__Written instruction__. Carry on the road-trip camping journal below, starting right after its last sentence.

__Reading text__.
╭──
Day 18, Tuesday, September 6, Camp Paradis in Port Cartier, Quebec.
Yesterday and today were light driving days, about 150 miles each day. I decided to cut back on the driving each day now that I have no ship to catch and pay attention to the little chores that tend to demand time each day like tying my shoes, making breakfast for myself. The dogs have it made as the first thing I do after pitching the tent at a new campsite is to make their dinner. And the first thing I do after taking my morning walk with them is make their breakfast.
Last night was the first time I had to set up a tent in the rain, in all the trips I've been on. While I hate doing that as much as I hate taking down a tent in the rain, it is tolerable, and I guess if I like sleeping in a tent in the rain, I have to accept the good with the bad. And what I never cease to be amazed at is how comfortable a wet tent can become very quickly with a little extra work beyond the normal routine. That is why I did not hesitate to take a bunch of towels with us, although they are quickly recycled when we hit a camp with a laundry.
╰──
__Dataset extract__.
╭──
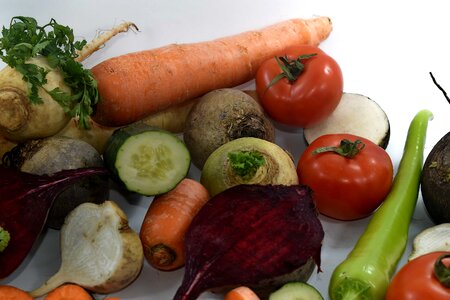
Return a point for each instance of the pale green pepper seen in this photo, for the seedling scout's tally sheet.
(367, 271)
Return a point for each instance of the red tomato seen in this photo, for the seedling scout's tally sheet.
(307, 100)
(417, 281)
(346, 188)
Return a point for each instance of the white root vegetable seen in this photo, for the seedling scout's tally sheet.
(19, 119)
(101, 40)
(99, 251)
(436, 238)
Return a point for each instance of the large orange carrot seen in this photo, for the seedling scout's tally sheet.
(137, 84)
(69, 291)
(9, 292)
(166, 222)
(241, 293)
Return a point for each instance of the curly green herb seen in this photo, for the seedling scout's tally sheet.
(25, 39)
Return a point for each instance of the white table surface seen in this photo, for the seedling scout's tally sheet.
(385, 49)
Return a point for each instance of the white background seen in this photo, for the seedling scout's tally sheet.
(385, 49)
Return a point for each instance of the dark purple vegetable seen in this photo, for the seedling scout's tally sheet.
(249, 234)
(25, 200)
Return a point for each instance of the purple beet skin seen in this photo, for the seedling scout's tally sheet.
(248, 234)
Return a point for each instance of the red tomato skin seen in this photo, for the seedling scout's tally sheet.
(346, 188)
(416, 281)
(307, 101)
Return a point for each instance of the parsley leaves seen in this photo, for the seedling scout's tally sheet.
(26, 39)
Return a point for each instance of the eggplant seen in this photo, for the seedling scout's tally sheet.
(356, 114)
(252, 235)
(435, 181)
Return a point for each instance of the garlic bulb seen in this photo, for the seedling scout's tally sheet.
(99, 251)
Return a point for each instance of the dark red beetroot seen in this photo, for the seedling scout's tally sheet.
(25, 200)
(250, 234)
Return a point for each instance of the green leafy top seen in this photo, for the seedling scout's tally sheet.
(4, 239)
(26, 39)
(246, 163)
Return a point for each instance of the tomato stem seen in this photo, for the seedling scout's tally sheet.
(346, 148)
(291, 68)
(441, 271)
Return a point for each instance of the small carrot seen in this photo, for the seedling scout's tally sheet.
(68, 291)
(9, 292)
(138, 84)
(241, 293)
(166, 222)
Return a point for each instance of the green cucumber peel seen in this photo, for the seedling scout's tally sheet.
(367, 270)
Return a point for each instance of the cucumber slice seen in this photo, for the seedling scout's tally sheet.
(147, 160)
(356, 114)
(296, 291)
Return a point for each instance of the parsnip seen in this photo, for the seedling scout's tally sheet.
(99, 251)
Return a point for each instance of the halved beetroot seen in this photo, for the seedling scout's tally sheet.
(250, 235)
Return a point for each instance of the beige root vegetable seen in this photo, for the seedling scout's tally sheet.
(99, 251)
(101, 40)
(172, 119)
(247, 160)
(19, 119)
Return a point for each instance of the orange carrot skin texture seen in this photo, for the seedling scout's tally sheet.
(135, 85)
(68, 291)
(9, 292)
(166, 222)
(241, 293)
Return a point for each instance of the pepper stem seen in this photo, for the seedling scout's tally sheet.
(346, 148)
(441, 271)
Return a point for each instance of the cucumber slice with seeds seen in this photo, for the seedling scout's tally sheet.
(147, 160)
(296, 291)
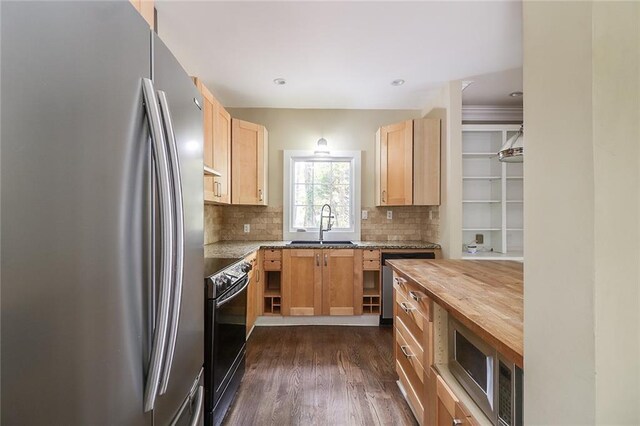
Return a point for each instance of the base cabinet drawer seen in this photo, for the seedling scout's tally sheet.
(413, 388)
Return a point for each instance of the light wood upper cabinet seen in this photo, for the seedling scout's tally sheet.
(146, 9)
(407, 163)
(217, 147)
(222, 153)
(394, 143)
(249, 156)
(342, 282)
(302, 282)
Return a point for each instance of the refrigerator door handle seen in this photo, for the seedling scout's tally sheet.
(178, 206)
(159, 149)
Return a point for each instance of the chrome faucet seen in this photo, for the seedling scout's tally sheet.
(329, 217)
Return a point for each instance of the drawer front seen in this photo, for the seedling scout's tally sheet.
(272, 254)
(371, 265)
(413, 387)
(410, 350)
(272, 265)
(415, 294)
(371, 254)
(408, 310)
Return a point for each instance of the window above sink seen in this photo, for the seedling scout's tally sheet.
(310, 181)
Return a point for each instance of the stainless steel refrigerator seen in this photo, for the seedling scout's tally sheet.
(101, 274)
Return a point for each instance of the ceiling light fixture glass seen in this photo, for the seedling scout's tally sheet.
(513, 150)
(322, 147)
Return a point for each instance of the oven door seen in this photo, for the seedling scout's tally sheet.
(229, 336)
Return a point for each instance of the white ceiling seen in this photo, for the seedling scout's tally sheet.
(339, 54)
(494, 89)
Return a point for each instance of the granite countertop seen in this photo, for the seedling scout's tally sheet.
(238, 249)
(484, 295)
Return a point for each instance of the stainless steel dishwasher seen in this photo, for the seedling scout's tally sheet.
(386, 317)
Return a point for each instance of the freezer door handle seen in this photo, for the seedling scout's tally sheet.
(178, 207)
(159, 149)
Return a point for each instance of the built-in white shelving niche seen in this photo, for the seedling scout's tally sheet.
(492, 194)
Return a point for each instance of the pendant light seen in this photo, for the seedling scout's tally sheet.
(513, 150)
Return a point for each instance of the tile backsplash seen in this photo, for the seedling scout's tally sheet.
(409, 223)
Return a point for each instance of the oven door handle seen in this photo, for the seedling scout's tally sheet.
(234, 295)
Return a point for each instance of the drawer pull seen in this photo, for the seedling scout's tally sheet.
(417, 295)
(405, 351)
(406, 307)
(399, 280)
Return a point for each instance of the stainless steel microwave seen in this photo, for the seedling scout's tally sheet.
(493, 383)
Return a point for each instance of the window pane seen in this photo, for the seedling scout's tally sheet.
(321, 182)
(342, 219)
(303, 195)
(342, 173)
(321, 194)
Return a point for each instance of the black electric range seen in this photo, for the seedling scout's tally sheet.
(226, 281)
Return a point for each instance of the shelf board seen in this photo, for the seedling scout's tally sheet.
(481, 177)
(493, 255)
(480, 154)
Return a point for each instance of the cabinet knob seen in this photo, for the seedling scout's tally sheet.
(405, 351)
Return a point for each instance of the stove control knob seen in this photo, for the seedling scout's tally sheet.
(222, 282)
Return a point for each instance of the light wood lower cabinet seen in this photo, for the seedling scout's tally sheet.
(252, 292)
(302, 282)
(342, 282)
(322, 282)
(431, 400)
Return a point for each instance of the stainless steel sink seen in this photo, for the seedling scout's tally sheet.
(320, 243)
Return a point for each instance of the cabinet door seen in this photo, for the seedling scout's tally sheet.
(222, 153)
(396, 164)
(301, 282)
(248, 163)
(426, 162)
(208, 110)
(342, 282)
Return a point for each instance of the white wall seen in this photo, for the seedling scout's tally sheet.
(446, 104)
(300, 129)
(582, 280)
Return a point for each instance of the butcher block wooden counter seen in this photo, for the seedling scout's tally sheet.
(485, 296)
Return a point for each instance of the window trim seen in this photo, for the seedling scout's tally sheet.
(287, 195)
╰──
__Response for this exercise__.
While the rain was a pleasant anodyne to the usual strain of a day on the road, a bunch of what sounded like kids screaming and crying kept me awake until 10 or so last night. And here I thought there were no kids in the camp since there were only two other campers and school started today in Canada. Oh, well, kids have to have fun (or cry) too.
The whole escape benefit of the trip was interrupted today when I spent a couple of hours working on a condo matter and emailing the results tomsome owners. It was my own fault, though, since my involvement was discretionary. But it drove home for me the need to escape like this to reassess my priorities even not knowing I'm doing that.
After a walk on the beach with the dogs in the rain, I checked out of the camp. When I did, I asked the manager what the lovely little forested, heavily mossed, fenced in plot of land was in back of my campsite. She told me that it was a graveyard for ten children who died of chicken pox over a hundred years ago. After they died, the townspeople burned down the entire town, on the spot were the camp is located.
The escape benefit of the trip was also unexpectedly interrupted again in a place called Sept Iles (seven islands). For the last several weeks, heavy traffic meant a car every hour or more, and all of a sudden I am in traffic and a main highway filled with car dealers, a WalMart, a macdonalds, and a PFK, the Canadian equivalent of KFC. I used the opportunity of the interruption to restock for another 7 days.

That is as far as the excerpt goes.